TUGAS LATIHAN:
1 > Jawablah pertanyaan berikut berdasarkan teks tentang nilai ekonomi hutan mangrove.
(a) PDRB kabupaten mana yang mendapat sumbangan dari hutan mangrove menurut penelitian penulis?
(b) Berapa persentase Nilai Keberadaan Hutan Mangrove?
(c) Apa sebutan bagi manfaat langsung maupun tidak langsung yang diberikan ekosistem hutan mangrove?
2 > Salin kata demi kata bagian teks tentang nilai ekonomi hutan mangrove mulai dari "2. Nilai Ekonomi" sampai "Langsung 39.408.750.273 (21,58%)", termasuk kedua bagian tersebut.

HALAMAN:
-*-

Hardiwinoto.com-Bahwa Hutan Mangrove memiliki manfaat ekonomi yang cukup luas. Penelitian penulis menunjukkan bahwa Hutan Mangrove menyumbangkan kepada PDRB ke Kabupaten Pemalang yang cukup signifikan. Hasil penelitian penulis tentang sumbangan hutan Mangrove terhadap PDRB Kabupaten Pemalang adalah berikut:
Kesimpulan
Berdasar pembahasan pada bab-bab sebelumnya, maka dapat ditarik beberapa kesimpulan berikut:
1. Penilaian ekonomi sumberdaya hutan mangrove di Kabupaten Pemalang dilakukan dengan menghitung seluruh nilai Ekonomi yang dimiliki oleh hutan mangrove tersebut yang meliputi; (a) Nilai Guna Langsung, (b) Nilai Guna Tidak Langsung, (c) Nilai Pilihan, dan (d) Nilai Keberadaan. Seluruh data tersebut kemudian di masukan kedalam persamaan; Nilai Guna Langsung + Nilai Guna Tidak Langsung + Nilai Pilihan + Nilai Keberadaan.
2. Nilai Ekonomi mangrove di Kabupaten Pemalang adalah sebagai berikut:
a. Nilai Manfaat Langsung 20.758.785.000 (11,37%)
b. Nilai Keberadaan Hutan Mangrove 120.400.953.000 (65,92%)
c. Nilai Manfaat Tidak Langsung 39.408.750.273 (21,58%)
d. Nilai Pilihan (Pengembangan Pariwisata 1.656.526.000 (0,91%)
e. Nilai Pengembangan dan Konservasi 426.332.800 (0,23%)
3. Ekosistem hutan mangrove memberikan banyak manfaat baik langsung maupun tidak langsung yang disebut jasa hutan mangrove.
4. Pengelolaan hutan mangrove harus dilakukan secara sinergi antar potensi ekonomi pesisir di Kabupaten Pemalang yang terintegrasi antara pembangunan pariwisata, perikanan tambak dan indutri perikanan, serta sektor sektor yang terkait.
5. Arah kebijakan di sektor kehutanan mangrove harus dilakukan secara merata baik merata lokasi maupun skalanya, yaitu terkait dengan pengaturan, pengurusan, pengelolaan, pengawasan dan pengendalian ekosistem mangrove serta hak atas tanah.
4. Perlu dilakukan upaya untuk meningkatkan skala ekonomi dan politis, sehingga strategi pembangunan dapat terintegrasi antara kegiatan produktif konservasi hutan mangrove, sehingga memiliki jasa hutan mangrove masa depan.
5. Kebijakan pembangunan pesisir disamping mengarah kepada kebijakan “produktivitas” yang berorientasi ekoomi pasar, juga harus diimbangi oleh kebijakan menjaga keberlangsungan lingkungan pesisir sehingga memiliki produktifitas jangka panjang.

-*-

[Cuplikan dataset anotasi lokasi]
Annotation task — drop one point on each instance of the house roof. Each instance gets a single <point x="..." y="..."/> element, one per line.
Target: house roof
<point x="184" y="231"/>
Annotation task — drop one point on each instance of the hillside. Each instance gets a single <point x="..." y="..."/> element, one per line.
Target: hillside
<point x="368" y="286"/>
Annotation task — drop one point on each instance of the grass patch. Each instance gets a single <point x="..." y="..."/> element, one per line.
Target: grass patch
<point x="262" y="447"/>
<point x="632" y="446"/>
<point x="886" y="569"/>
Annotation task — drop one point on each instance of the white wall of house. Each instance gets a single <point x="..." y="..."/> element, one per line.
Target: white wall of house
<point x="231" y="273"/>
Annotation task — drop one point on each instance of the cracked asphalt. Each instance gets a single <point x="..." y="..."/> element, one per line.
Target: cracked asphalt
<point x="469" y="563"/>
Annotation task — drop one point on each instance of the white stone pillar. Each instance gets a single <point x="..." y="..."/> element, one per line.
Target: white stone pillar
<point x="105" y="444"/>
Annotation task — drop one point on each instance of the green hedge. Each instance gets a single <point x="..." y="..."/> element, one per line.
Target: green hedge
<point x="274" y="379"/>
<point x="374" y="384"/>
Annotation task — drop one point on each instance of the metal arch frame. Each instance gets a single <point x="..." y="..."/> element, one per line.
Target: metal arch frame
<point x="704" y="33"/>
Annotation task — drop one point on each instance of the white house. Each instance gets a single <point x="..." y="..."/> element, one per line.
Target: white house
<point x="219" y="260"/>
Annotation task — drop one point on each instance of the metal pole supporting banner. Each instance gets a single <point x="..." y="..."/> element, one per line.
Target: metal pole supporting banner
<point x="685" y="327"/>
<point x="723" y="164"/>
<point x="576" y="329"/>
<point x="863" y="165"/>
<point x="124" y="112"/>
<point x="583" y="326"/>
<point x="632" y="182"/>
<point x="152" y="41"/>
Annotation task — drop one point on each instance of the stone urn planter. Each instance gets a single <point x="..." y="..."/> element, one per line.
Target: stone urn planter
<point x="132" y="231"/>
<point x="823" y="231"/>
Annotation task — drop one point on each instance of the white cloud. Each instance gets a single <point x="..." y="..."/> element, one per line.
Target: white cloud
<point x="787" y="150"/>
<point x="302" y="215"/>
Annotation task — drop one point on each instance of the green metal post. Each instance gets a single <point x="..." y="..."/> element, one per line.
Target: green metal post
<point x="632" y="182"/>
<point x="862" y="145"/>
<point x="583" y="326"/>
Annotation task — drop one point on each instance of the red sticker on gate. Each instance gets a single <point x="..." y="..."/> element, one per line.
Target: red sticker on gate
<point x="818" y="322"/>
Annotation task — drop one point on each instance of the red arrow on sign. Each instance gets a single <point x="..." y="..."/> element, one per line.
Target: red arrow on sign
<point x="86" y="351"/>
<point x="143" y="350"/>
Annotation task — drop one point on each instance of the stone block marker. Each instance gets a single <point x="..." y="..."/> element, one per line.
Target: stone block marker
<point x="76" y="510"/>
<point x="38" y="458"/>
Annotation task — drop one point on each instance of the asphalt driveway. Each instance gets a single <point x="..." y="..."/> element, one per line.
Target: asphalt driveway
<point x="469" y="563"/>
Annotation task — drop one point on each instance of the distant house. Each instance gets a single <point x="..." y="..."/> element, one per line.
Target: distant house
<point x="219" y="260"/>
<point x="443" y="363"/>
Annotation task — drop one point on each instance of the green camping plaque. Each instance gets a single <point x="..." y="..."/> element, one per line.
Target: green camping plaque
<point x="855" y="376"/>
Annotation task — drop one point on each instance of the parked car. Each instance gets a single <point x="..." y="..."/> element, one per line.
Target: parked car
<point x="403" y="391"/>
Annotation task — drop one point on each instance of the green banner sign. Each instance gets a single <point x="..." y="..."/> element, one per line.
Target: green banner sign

-*-

KUNCI JAWABAN:
1 >
(a) Kabupaten Pemalang
(b) 65,92%
(c) Jasa hutan mangrove

2 >
2. Nilai Ekonomi mangrove di Kabupaten Pemalang adalah sebagai berikut:
a. Nilai Manfaat Langsung 20.758.785.000 (11,37%)
b. Nilai Keberadaan Hutan Mangrove 120.400.953.000 (65,92%)
c. Nilai Manfaat Tidak Langsung 39.408.750.273 (21,58%)